_Required tasks_:
**1.** In the piece about Rick and Karen Santorum's campaign event, how long had Janice Langbehn and Lisa Pond been together?
**2.** Continue the piece about Rick and Karen Santorum's campaign event from the point where it stops.

_Excerpt to read_:
Start of Block
“My youngest son is gay," a woman asked Rick and Karen Santorum at a campaign event yesterday. "I debated for the longest time how to handle my support of you, because what he’s been hearing is, ‘Oh, Rick Santorum hates gays.’ I still have that sense of guilt, because his friends react to what they hear. Help me. How do I deal with that?”

Karen Santorum defended her husband:

“I think it’s very sad [what] the gay activists have done out there,” she replied. “They vilify him, and it’s so wrong. Rick does not hate anyone. He loves them. What he has simply said is [gay] marriage shouldn’t happen. But as far as hating—it’s very unfortunate that that has happened. A lot of it is backyard bullying.” The former Senator added in his defense, “I think the problem is that some see that public policy difference as a personal assault.”

Karen? Your husband compared gay people to dog fuckers and child rapists and you didn't call him out at the time. So it would seem that vilification was fine with you... until someone decided to give your vile husband a taste of his own medicine.

I'm thinking this "public policy difference" line must have been polled by the Santorum campaign. Rick Santorum doesn't hate gay people! He just thinks we should be locked up, banned from the military, unable to marry or adopt—but that's not hate! Oh, no: it's just a "public policy difference." Elizabeth Santorum was the first to float this turd: in her now-infamous interview/blowjob with the Huffington Post, Elizabeth Santorum described her father's opposition to gay rights—not just our right to wed but also our right to be intimate, serve in the military, adopt children—as "a policy thing." Nothing personal! No biggie! Certainly not something that should have make her father an object of derision and scorn! I responded to Elizabeth—who also said that gay activists make her "sad" (was that polled too?)—in last week's "Savage Love":

I'm sorry for giving you a sad, Elizabeth. You know what gave me a sad? Reading about Janice Langbehn and Lisa Pond. The women, together 18 years, were vacationing in Florida in 2007 with three of their four children when Pond suffered an aneurysm. Langbehn and the children were barred from Pond's room when they arrived at the hospital. A social worker informed Langbehn—who was distraught—that she wouldn't be able to see her wife because they were in an "anti-gay city and state."
End of Block
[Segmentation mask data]
Start of Block
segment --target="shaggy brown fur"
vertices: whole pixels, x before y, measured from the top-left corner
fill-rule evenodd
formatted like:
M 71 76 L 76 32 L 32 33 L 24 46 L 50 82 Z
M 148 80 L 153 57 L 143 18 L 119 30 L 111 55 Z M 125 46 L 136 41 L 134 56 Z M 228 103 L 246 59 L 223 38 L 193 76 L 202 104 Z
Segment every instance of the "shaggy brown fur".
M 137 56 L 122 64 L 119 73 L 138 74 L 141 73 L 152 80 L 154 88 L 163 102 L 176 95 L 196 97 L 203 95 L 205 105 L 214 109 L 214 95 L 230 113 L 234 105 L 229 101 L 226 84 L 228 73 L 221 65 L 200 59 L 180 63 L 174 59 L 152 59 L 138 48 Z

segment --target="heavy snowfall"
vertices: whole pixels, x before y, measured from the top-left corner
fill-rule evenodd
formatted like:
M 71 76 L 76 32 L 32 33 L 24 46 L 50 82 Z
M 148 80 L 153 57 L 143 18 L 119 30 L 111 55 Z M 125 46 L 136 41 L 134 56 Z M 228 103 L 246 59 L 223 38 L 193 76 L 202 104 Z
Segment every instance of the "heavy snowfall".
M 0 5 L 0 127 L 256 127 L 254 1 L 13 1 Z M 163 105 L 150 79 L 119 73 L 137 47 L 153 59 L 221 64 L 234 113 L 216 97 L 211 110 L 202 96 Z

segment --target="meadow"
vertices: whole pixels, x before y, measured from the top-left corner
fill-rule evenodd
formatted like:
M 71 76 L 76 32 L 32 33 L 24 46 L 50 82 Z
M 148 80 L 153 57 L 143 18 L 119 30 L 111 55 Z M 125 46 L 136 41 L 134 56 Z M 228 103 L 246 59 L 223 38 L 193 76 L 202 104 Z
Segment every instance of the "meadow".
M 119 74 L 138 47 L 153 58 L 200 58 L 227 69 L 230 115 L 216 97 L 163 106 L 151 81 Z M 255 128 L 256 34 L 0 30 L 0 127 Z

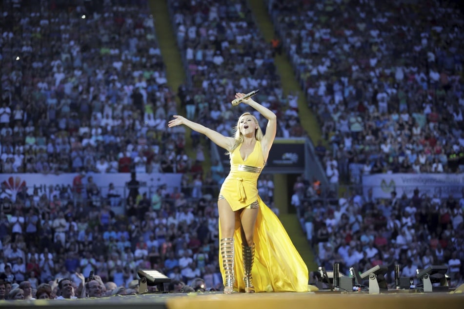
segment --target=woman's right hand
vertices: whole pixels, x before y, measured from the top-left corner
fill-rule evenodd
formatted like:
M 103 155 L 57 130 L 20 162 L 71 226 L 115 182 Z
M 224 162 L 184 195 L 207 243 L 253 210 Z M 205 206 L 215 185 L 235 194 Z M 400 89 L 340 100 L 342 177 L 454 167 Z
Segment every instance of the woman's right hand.
M 175 127 L 181 124 L 183 124 L 184 120 L 185 120 L 184 117 L 179 115 L 174 115 L 173 117 L 174 117 L 174 118 L 169 120 L 169 122 L 167 123 L 167 126 L 169 128 L 172 128 L 173 127 Z

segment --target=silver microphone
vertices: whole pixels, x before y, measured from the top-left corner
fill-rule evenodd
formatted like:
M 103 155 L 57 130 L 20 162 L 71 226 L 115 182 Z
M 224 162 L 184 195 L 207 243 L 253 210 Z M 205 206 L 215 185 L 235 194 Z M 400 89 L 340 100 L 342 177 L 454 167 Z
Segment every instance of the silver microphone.
M 243 101 L 243 100 L 246 100 L 246 99 L 250 98 L 250 97 L 253 97 L 253 96 L 257 94 L 258 92 L 259 92 L 259 91 L 260 91 L 259 89 L 258 89 L 256 90 L 253 90 L 250 93 L 246 94 L 246 95 L 245 95 L 243 97 L 241 97 L 240 98 L 238 98 L 238 99 L 235 99 L 235 100 L 232 101 L 231 102 L 232 106 L 236 106 L 237 105 L 238 105 L 239 104 L 240 104 L 242 102 L 242 101 Z

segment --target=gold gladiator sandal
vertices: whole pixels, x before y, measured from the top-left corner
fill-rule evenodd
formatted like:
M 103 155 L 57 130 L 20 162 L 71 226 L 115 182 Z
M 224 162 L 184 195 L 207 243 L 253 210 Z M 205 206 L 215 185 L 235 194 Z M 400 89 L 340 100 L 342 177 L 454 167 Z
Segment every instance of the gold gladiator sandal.
M 225 274 L 224 294 L 232 294 L 234 287 L 234 238 L 221 240 L 221 254 Z
M 251 247 L 242 245 L 243 257 L 243 281 L 245 282 L 245 292 L 254 293 L 255 287 L 253 286 L 253 277 L 251 276 L 251 269 L 255 260 L 255 245 Z

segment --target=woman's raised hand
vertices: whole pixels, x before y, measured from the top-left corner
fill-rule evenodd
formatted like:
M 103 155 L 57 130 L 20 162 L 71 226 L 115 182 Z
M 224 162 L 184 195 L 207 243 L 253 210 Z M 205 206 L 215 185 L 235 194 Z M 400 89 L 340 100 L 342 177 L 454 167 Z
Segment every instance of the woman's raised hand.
End of Block
_Exercise results_:
**1.** 18 years

**2.**
Lisa Pond was not a "policy thing," Elizabeth. She was a human being. And her wife and children were prevented from saying good-bye to her because people who agree with you and your father—people who doubtless felt empowered to act on their bigotry thanks to high-profile bigots like you and your father—persecuted them as Pond lay dying.

By being so mean as to oppose legal protections for gay and lesbian families, Elizabeth, you and your father are trying to make sure that other families headed by same-sex couples will suffer as Langbehn, Pond, and their children were made to suffer.

This isn't about marginal tax rates or energy policy. Gay rights, gay marriage, DADT, adoptions by gay couples: this is about a large group of people—gay people—and our right to live our lives free from discrimination, to love each other without risking arrest, to have our relationships recognized under the law so that we do not have to fear being treated the way Lisa Pond and Janice Langbehn were treated. This issue—gay rights—is personal, deeply personal, and Rick Santorum's position on gay rights represents a highly personal attack on the dignity and autonomy and privacy of millions of Americans and our families. And we take it personally.

And in answer to the woman's question: Rick Santorum's hatred of gay people is clear and unambiguous and well-documented. Rick Santorum will do everything in his power to harm gay people—your son included—if he wins the White House. So you can love your gay son or you can support Rick Santorum, lady, but you can't do both.